(Stored records)
◆ ◆ ◆ ◆
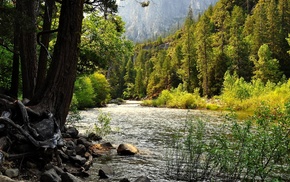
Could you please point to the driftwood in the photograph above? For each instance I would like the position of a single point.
(29, 135)
(22, 125)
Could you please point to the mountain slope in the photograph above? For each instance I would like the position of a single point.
(158, 18)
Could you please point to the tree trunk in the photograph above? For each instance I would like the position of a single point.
(44, 41)
(27, 45)
(57, 94)
(15, 67)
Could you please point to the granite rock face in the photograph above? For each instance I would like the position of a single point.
(159, 18)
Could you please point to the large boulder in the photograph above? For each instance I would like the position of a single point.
(142, 179)
(127, 149)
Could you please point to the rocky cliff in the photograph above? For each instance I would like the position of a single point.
(157, 19)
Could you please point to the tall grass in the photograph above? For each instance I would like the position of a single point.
(254, 150)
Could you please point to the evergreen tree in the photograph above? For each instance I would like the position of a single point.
(266, 68)
(284, 14)
(204, 51)
(237, 50)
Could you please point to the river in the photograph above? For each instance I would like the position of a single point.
(148, 128)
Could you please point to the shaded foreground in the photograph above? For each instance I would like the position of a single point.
(32, 147)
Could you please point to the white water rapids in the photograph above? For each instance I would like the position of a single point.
(148, 128)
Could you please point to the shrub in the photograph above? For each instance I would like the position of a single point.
(102, 127)
(256, 149)
(101, 89)
(84, 92)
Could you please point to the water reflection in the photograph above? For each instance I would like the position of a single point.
(148, 128)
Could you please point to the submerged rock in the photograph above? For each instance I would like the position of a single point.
(142, 179)
(127, 149)
(7, 179)
(12, 173)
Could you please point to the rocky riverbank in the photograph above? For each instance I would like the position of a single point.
(69, 162)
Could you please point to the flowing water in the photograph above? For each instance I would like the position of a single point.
(149, 129)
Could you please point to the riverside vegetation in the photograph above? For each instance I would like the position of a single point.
(256, 149)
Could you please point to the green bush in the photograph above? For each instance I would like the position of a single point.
(177, 98)
(101, 89)
(257, 149)
(240, 95)
(102, 127)
(84, 92)
(91, 91)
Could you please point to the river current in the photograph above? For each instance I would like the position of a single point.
(148, 128)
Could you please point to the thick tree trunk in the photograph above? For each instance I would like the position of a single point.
(45, 37)
(27, 45)
(15, 67)
(57, 93)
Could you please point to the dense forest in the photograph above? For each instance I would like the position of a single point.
(248, 38)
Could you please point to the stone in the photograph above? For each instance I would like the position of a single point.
(67, 177)
(142, 179)
(50, 176)
(70, 145)
(12, 172)
(79, 159)
(45, 129)
(102, 174)
(127, 149)
(58, 170)
(81, 149)
(7, 179)
(98, 150)
(84, 141)
(94, 137)
(72, 131)
(124, 180)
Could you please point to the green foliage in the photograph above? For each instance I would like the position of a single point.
(266, 68)
(91, 91)
(6, 68)
(84, 92)
(178, 98)
(74, 115)
(101, 89)
(246, 38)
(102, 127)
(257, 148)
(240, 95)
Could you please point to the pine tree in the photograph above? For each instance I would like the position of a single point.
(204, 51)
(266, 68)
(237, 50)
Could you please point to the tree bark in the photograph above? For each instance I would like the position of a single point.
(42, 63)
(57, 94)
(27, 45)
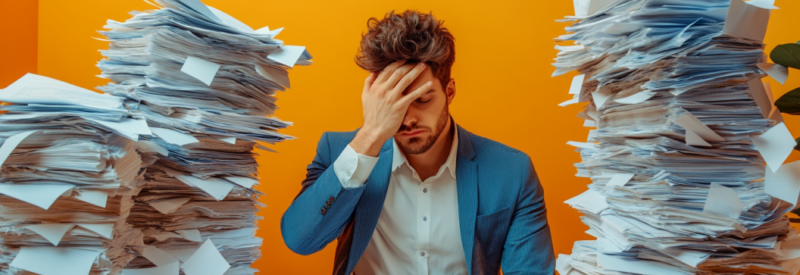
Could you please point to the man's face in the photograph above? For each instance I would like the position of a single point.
(426, 117)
◆ ◆ ◆ ◆
> DIRECTIONS:
Each line from the one holding "Could you please point to the green bush" through the last line of the records above must be duplicated exactly, and pictures must not be.

> EXERCISE ANSWER:
Could you please point to the green bush in the photograph above? For each instance I would like the position of a single point.
(177, 98)
(101, 89)
(257, 149)
(240, 95)
(102, 127)
(84, 92)
(91, 91)
Could you please point to the river current in the photograph above? For each instance I would like the position of a single point.
(148, 128)
Could you please point to the thick tree trunk in the photograph above? For each instance I would like the position of a single point.
(45, 37)
(27, 45)
(15, 67)
(57, 93)
Could you please point to the dense forest in the photograph above? For each instance I would like the position of a single point.
(248, 38)
Could you please point to the stone in the photograph above? For each instance I would like the position of a single point.
(67, 177)
(142, 179)
(50, 176)
(70, 145)
(12, 172)
(79, 159)
(45, 129)
(102, 174)
(127, 149)
(58, 170)
(81, 149)
(7, 179)
(98, 150)
(84, 141)
(94, 137)
(72, 131)
(124, 180)
Could you please point to the green foliage in the photograph above? For each instance I would like the position of a single point.
(266, 68)
(91, 91)
(6, 68)
(84, 92)
(178, 98)
(74, 115)
(101, 89)
(246, 38)
(102, 127)
(257, 148)
(240, 95)
Could you please point to the pine tree in the photograph above? For each instance I would like the position of a single point.
(204, 51)
(266, 68)
(237, 50)
Could you please point to the tree bark in the photograph above? For each instance I would like the position of a single point.
(42, 63)
(57, 94)
(27, 45)
Could you please point to the man's face in the photograph above? For each instance I would like the position of a single point.
(426, 117)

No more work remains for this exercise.